## ЗАДАНИЯ
(1) Верните без изменений фрагмент отрывка о тотемизме: начните со слов «Выдвинутая выше концепция» и закончите словами «(1960) и др.».
(2) Какие годы указаны в отрывке о тотемизме для работ Д.Е.Хайтуна?

## ИЗБРАННЫЙ ОТРЫВОК
· · · ·

Уже сама по себе сложность представлений о тотемистических предках говорит об их более позднем характере по сравнению с убеждением в тождестве человеческого коллектива и животного вида. Трудно представить, чтобы вера в существование иллюзорных существ, живущих в иллюзорном мире, была явлением более ранним, чем иллюзорное представление о реально существующих объектах. Развитие тотемизма шло в направлении от убеждения в существовании тождества между человеческим коллективом и видом животных, являвшегося ядром тотемизма, к вере в тотемистических предков. Такого взгляда, кроме Дж. Фрезера, придерживались Р.Бриффо (Briffault, 1927, И, р.478–490), С.П.Толстов (1935) и некоторые другие исследователи.
Однако имеется и другая точка зрения на тотемизм и его эволюцию. Она нашла свое наиболее яркое выражение в работах Д.Е.Хайтуна (1954, 1956, 1957, 1958). Согласно взглядам последнего, наиболее архаичным в тотемизме, основным его ядром является „вера в происхождение от предков — фантастических существ — полулюдей, полуживотных, полурастений или объектов неодушевленной природы, или людей, животных или растений одновременно, обладающих способностью реинкарнации" (1957, с.11; см. также: 1954, с. 100; 1958, с.50, 116–117, 142–143 и др.). Что же касается убеждения в тождестве членов коллектива и животных тотемного вида, то, по мнению Д.Е.Хайтуна, оно является поздним явлением, возникшим после появления веры в тотемистических предков — фантастических существ (1957, с.21: 1958, с. 143). Сходные взгляды мы встречаем в работах В.К.Никольского (1950а, с.19) и А.Ф.Анисимова (1958а, с.51–52; 1960).
В качестве доказательства правильности своей точки зрения названные авторы ссылаются на материалы о тотемистических представлениях австралийцев. Однако тотемистические верования аборигенов Австралии далеко не являются первоначальными, исходными; они представляют собой результат длительного исторического развития тотемизма, в них сосуществуют ранние архаические моменты и более поздние. Поэтому тот факт, что в тотемистических воззрениях австралийцев наряду с убеждением в тождестве человеческого коллектива и вида животных существует вера в происхождение от тотемистических предков — фантастических существ, сам по себе ничего не говорит в пользу признания последнего представления древнейшим и основным. Это нужно доказать, а такого доказательства ни в одной из указанных выше работ мы не находим.
Выдвинутая выше концепция происхождения тотемизма во многом расходится с преобладающими в настоящее время в советской науке взглядами. Расхождение, в частности, касается и вопроса о времени возникновения тотемизма. Общепризнанно в настоящее время в советской исторической науке, что тотемизм возник в эпоху родового общества. Такого взгляда придерживались и придерживаются А.М.Золотарев (1934), Д.К.Зеленин (19356, 19376), В.И.Равдоникас (1937, 1939, I), П.П.Ефименко (1953), Д.Е.Хайтун (1954, 1956, 1957, 1958), С.А.Токарев (1955, 1956, 1964), П.И.Борисковский (1957а), А.Ф.Анисимов (1958а, 1960), К.П.Францев (1959), А.Г.Спиркин (1960) и др.

· · · ·

## ВЫДЕРЖКА ИЗ ДАННЫХ
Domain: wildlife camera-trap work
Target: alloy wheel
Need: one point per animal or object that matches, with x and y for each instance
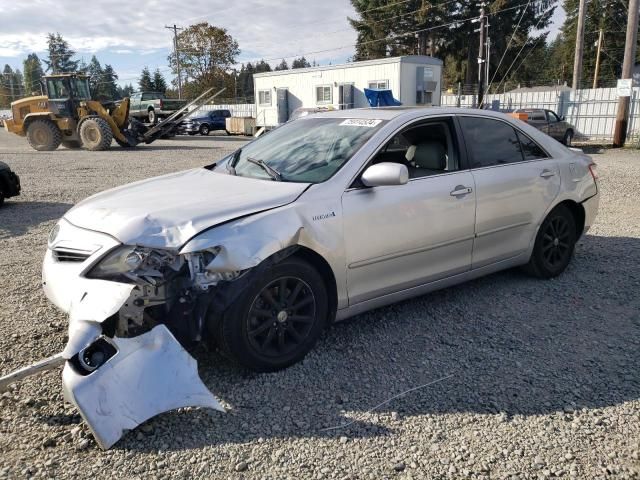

· · · ·

## РАЗБОР ОТВЕТОВ
(1)
Выдвинутая выше концепция происхождения тотемизма во многом расходится с преобладающими в настоящее время в советской науке взглядами. Расхождение, в частности, касается и вопроса о времени возникновения тотемизма. Общепризнанно в настоящее время в советской исторической науке, что тотемизм возник в эпоху родового общества. Такого взгляда придерживались и придерживаются А.М.Золотарев (1934), Д.К.Зеленин (19356, 19376), В.И.Равдоникас (1937, 1939, I), П.П.Ефименко (1953), Д.Е.Хайтун (1954, 1956, 1957, 1958), С.А.Токарев (1955, 1956, 1964), П.И.Борисковский (1957а), А.Ф.Анисимов (1958а, 1960), К.П.Францев (1959), А.Г.Спиркин (1960) и др.

(2) 1954, 1956, 1957, 1958.